§ Exercise prompt
A word-for-word copy of the entries, with the images left out, is what you should write.

(Photo-based referring expression data)
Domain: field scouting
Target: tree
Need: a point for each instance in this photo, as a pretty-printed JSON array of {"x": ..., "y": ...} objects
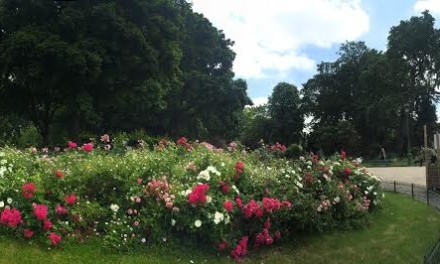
[
  {"x": 414, "y": 52},
  {"x": 210, "y": 103},
  {"x": 256, "y": 126},
  {"x": 100, "y": 65},
  {"x": 357, "y": 93},
  {"x": 284, "y": 107}
]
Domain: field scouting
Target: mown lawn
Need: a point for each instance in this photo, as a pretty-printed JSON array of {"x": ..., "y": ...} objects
[{"x": 401, "y": 232}]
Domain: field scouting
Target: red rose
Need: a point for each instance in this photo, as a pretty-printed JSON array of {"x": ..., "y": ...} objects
[
  {"x": 47, "y": 225},
  {"x": 343, "y": 155},
  {"x": 238, "y": 202},
  {"x": 40, "y": 211},
  {"x": 197, "y": 196},
  {"x": 224, "y": 187},
  {"x": 54, "y": 239},
  {"x": 309, "y": 178},
  {"x": 28, "y": 190},
  {"x": 71, "y": 199},
  {"x": 229, "y": 206},
  {"x": 60, "y": 210},
  {"x": 222, "y": 245},
  {"x": 10, "y": 217},
  {"x": 239, "y": 167},
  {"x": 59, "y": 174},
  {"x": 28, "y": 233},
  {"x": 88, "y": 147},
  {"x": 71, "y": 145},
  {"x": 347, "y": 171}
]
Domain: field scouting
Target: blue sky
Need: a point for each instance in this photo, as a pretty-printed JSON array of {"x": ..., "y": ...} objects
[{"x": 283, "y": 40}]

§ Output of the exercise
Domain: field scouting
Target: tree
Need: a point for each instance in this photo, as a pretty-printed JSON array of {"x": ..., "y": ...} objects
[
  {"x": 414, "y": 52},
  {"x": 210, "y": 103},
  {"x": 256, "y": 126},
  {"x": 100, "y": 65},
  {"x": 357, "y": 93},
  {"x": 284, "y": 107}
]
Domain: field scouting
Target: mown lawn
Need: a point for each instance in this photo, as a pretty-printed JSON array of {"x": ..., "y": ...} objects
[{"x": 401, "y": 232}]
Domain: field scouting
Target: red rose
Need: a point for each instance in this photo, as a pretty-printed JSON array of {"x": ..., "y": ...} objects
[
  {"x": 47, "y": 225},
  {"x": 343, "y": 155},
  {"x": 238, "y": 202},
  {"x": 40, "y": 211},
  {"x": 197, "y": 196},
  {"x": 224, "y": 187},
  {"x": 54, "y": 239},
  {"x": 309, "y": 178},
  {"x": 28, "y": 190},
  {"x": 71, "y": 199},
  {"x": 229, "y": 206},
  {"x": 60, "y": 210},
  {"x": 222, "y": 245},
  {"x": 10, "y": 217},
  {"x": 239, "y": 167},
  {"x": 59, "y": 174},
  {"x": 28, "y": 233},
  {"x": 88, "y": 147},
  {"x": 71, "y": 145},
  {"x": 347, "y": 171}
]
Domain: field scouting
Target: blue sky
Need: a point for each instance in this photo, as a pretty-printed JSON array of {"x": ..., "y": ...} objects
[{"x": 283, "y": 40}]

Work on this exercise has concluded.